> [Provided text]
>> Start
# packaging?



## JohnK and Sheri (Nov 28, 2004)

Packaging is expensive, and especially so if you try to avoid plastic. I am always interested in ideas for packaging that are low cost. People are buying the product and many aren't interested in paying extra for nice packaging, unfortunately. I sell many candles by people just picking them up from where they sit on the shelf, unpackaged. No extra packaging for me to buy or them to throw away.
Shredded paper is nice but it certainly adds to the end cost of the product, is heavier than bubble wrap for shipping and ultimately ends up in the landfill as well. I have little white stock paper boxes which can be stuffed with shredded kraft paper for filling and protection. Some have windows where you can see the candles, the windows are plastic, of course. They are relatively expensive. I have also used corrugated paper as wrapping and protection. 
Shredded kraft paper inside little kraft bags is lovely but expensive, for individual candles. 
Wrapping your candles in a thin cotton material and tying with cloth ribbon or twine makes a homey and attractive package. Change the type of fabric and ribbon to change the style of the presentation from casual to fancy or create a holiday or special occasion theme.
>> End
> [Recorded information]
>> Start
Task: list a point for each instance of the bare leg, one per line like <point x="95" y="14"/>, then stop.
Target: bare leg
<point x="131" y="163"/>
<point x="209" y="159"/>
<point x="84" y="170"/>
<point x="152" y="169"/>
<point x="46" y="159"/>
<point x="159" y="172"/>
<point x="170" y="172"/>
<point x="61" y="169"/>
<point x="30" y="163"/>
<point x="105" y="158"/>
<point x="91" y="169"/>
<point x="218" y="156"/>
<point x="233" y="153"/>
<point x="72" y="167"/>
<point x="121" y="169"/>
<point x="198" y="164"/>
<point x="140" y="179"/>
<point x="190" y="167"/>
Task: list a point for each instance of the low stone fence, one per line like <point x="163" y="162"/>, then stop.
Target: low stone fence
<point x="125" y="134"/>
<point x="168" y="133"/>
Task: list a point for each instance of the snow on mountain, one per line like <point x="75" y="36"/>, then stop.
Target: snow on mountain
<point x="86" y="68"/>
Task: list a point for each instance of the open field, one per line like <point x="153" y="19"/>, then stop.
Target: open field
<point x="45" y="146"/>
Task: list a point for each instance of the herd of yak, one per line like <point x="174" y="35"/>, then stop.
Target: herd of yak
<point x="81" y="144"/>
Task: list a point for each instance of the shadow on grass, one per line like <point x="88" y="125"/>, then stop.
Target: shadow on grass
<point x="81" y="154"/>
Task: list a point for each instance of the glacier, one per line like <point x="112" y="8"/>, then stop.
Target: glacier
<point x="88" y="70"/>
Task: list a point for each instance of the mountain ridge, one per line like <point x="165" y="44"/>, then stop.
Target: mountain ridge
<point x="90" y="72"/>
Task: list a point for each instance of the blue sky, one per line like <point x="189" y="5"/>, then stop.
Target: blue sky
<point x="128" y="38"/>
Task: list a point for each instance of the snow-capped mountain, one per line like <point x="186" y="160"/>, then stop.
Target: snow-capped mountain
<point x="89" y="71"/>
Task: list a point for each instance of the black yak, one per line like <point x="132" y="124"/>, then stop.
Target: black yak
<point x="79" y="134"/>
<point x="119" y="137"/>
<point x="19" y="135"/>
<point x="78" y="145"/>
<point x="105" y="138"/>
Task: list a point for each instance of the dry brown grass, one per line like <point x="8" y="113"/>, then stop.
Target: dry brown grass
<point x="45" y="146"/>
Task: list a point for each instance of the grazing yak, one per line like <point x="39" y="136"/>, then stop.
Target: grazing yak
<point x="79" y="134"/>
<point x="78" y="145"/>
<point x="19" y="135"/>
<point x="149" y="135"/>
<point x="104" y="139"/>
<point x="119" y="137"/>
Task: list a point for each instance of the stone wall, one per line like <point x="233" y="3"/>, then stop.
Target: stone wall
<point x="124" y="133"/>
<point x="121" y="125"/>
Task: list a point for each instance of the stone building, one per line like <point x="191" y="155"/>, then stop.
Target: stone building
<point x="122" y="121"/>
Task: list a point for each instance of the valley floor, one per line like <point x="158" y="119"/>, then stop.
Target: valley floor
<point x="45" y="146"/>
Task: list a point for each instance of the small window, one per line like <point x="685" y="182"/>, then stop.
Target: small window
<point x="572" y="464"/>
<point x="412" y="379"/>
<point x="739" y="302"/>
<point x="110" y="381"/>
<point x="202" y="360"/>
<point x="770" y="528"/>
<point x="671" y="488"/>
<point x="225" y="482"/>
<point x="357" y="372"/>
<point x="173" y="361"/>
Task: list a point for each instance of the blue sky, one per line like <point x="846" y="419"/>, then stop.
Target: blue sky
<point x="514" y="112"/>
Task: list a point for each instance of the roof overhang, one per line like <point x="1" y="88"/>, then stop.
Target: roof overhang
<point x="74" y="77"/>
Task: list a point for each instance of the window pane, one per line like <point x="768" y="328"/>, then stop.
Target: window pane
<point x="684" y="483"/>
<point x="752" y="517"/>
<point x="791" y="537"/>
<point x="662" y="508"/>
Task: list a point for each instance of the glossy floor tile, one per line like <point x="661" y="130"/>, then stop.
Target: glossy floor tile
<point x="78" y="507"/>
>> End
> [Parts of the exercise]
a: Please list the drawbacks of shredded paper that the candle packaging post gives.
b: According to the candle packaging post, what can be changed to shift a cotton-wrapped candle's presentation from casual to fancy?
c: Write a continuation of the candle packaging post, picking up after its final sentence.
The material has no connection to the forum post on candle packaging.

> [Written answers]
a:
- It adds to the end cost of the product.
- It is heavier than bubble wrap for shipping.
- It ultimately ends up in the landfill.

b: The type of fabric and ribbon.

c:
Tissue paper can be used, much like your foundation paper.
For soaps I have seen people use wax paper or parchment paper to wrap their soaps. Again, fabric can be nice.
Plastic has the advantage in packaging that you can see though it. I sometimes use thin plastic tubing for multiples of taper candles which are wrapped together with cloth or paper and raffia ribbon. I cut the plastic tubing to length then tie the top of the plastic shut with a ribbon or with twine. It is low cost, keeps the candles clean plus displays them all at the same time. Yeah, it is plastic...but works well for the purpose.
Sheri


----------



## kc in wv (Feb 1, 2006)

I know what I do isn't pretty but it adds to the home made look. I take the snack size ziplock bags to put my candles in. Then I take my lable and fold it over the bag at the ziplock. That way they see my label and candlle warning.

When I sale at a fair I set the candles out and when the customer buys it I then put it in the ziplock.

I have always given my candles away until this. When I started looking at taper boxes they were almost $1 each for the short tapers.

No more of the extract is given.